Provided data >>
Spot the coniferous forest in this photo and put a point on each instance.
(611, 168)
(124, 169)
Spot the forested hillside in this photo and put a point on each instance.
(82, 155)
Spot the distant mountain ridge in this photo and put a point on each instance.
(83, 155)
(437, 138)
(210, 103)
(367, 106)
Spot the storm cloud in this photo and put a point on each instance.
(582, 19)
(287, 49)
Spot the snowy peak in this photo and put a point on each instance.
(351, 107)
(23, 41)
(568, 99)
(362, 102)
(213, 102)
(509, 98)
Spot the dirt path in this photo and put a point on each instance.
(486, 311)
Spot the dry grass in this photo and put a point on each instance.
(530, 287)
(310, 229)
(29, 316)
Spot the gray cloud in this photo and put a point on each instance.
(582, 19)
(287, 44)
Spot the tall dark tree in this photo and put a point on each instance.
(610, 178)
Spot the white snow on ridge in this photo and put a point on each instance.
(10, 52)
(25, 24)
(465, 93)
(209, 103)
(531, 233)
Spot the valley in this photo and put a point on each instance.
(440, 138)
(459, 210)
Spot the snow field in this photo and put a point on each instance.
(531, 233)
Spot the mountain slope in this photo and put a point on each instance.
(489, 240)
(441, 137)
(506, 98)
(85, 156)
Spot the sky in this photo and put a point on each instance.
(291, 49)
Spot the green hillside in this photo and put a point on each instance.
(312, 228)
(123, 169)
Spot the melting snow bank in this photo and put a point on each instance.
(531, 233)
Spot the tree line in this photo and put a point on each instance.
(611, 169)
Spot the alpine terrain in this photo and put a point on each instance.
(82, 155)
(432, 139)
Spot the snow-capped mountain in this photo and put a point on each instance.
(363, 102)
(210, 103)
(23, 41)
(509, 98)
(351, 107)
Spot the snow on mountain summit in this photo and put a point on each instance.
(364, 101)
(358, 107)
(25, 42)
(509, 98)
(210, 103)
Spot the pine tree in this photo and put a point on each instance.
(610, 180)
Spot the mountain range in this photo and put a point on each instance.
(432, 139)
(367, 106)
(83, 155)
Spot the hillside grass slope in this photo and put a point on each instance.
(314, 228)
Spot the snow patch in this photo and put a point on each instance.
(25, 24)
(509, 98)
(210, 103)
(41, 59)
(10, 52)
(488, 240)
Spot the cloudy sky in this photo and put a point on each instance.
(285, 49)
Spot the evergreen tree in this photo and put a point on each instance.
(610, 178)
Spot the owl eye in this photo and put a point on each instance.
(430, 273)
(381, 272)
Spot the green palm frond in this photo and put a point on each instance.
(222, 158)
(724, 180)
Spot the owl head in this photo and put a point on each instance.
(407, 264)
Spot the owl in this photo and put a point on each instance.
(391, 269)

Request >> Please repeat the listing exactly, with nothing left out.

Written reply >>
Spot the coniferous forest in this photo and put a point on each instance.
(611, 168)
(124, 169)
Spot the forested hillside in this photo and put a point on each instance.
(82, 155)
Spot the distant mountain ridge in this photo and put a point on each instance.
(83, 155)
(437, 138)
(210, 103)
(367, 106)
Spot the storm cloud in this photo and put a point on each instance.
(582, 19)
(287, 49)
Spot the snowy peak in this photo and put a point on each instance.
(351, 107)
(23, 41)
(568, 99)
(362, 102)
(213, 102)
(509, 98)
Spot the dirt path in this photo and put a point on each instance.
(486, 311)
Spot the dry grass in this photo and put a point on each instance.
(530, 287)
(310, 229)
(29, 316)
Spot the gray cloud in this photo and put a point on each instance.
(582, 19)
(287, 44)
Spot the tall dark tree in this photo and put a point on each instance.
(610, 178)
Spot the white snow on ridge in this photo and put a point on each instance.
(10, 52)
(25, 24)
(465, 93)
(209, 103)
(531, 233)
Spot the valley in this photo and put a point on each instance.
(440, 138)
(459, 210)
Spot the snow field in this photo and put a point on each instance.
(531, 233)
Spot the mountain slope in this photo and put a point on each instance.
(489, 240)
(441, 137)
(506, 98)
(85, 156)
Spot the sky in this photo and put a point on each instance.
(291, 49)
Spot the green hillside in this photo and put a point on each instance.
(312, 228)
(123, 169)
Spot the melting snow bank in this photo and put a point on each instance.
(531, 233)
Spot the tree line in this photo and put a point on each instance.
(611, 169)
Spot the alpine terrain in this photo and put a point on each instance.
(82, 155)
(432, 139)
Spot the snow-capped mountain in this photo and put a point on each instance.
(363, 102)
(210, 103)
(23, 41)
(509, 98)
(351, 107)
Spot the snow on mountain summit in this photo and put a point on each instance.
(364, 101)
(358, 107)
(25, 42)
(509, 98)
(210, 103)
Spot the pine tree in this photo and put a point on each instance.
(610, 180)
Spot the mountain range in this photo and put a point on each instance.
(432, 139)
(367, 106)
(83, 155)
Spot the hillside grass slope in this photo and put a point on each instance.
(314, 228)
Spot the snow patch in this photo and put a point on each instance.
(25, 24)
(509, 98)
(210, 103)
(41, 59)
(10, 52)
(488, 240)
Spot the cloudy sky in this photo and put a point on each instance.
(285, 49)
Spot the evergreen tree in this photo and put a point on each instance.
(610, 178)
Spot the owl eye in this photo and put a point on each instance.
(430, 273)
(381, 272)
Spot the green palm frond in this photo and put a point on each instance.
(222, 158)
(724, 180)
Spot the owl head in this photo and put a point on each instance.
(407, 264)
Spot the owl in this photo and put a point on each instance.
(391, 269)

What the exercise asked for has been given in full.